_Document passage_:
^^^^^^^^^^^^^^^^

The identification strategy combines three ingredients. A large sample of 2008 to 2015 HMDA loans matched to Freddie Mac performance data. A rich control vector for creditworthiness (FICO, LTV, DTI, property characteristics, geography). A difference-in-differences comparison across lender types that sweeps out unobserved borrower risk that is uniform across channels.
### The Bartlett decomposition
Define the pricing model for borrower $i$:
$$
R_i = \beta_0 + \beta_A A_i + \beta_X^\top X_i + \varepsilon_i,
$$ {#eq-bartlett-rate}
where $R_i$ is the locked interest rate on the mortgage, $X_i$ stacks observable risk characteristics, and $A_i$ is the protected attribute. The identification assumption is that $X_i$ is sufficient to capture legitimate underwriting differences, leaving $\beta_A$ as a residual pricing gap. Blinder-Oaxaca decomposition from @blinder1973wage and @oaxaca1973male expresses the raw rate gap between groups as
$$
\bar{R}_1 - \bar{R}_0
= \underbrace{\hat{\beta}_X^\top (\bar{X}_1 - \bar{X}_0)}_{\text{explained: risk differences}}
+ \underbrace{\hat{\beta}_A}_{\text{unexplained: residual gap}},
$$ {#eq-bartlett-oaxaca}
with the familiar caveat that the split depends on the choice of reference coefficients and that @fortin2011decomposition cover threefold and counterfactual variants. @bartlett2022consumer's $\hat{\beta}_A$ is the quantity flagged for legal scrutiny: after controlling for risk, is there still a premium attached to group membership?

^^^^^^^^^^^^^^^^

_Information provided_:
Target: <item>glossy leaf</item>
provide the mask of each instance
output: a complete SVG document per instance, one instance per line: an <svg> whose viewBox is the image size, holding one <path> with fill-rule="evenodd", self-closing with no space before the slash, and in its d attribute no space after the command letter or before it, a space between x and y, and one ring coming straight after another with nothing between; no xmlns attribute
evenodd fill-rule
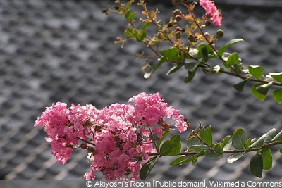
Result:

^^^^^^^^^^^^^^^^

Translate this sentence from the mortgage pricing passage into Spanish: "The identification strategy combines three ingredients."

La estrategia de identificación combina tres ingredientes.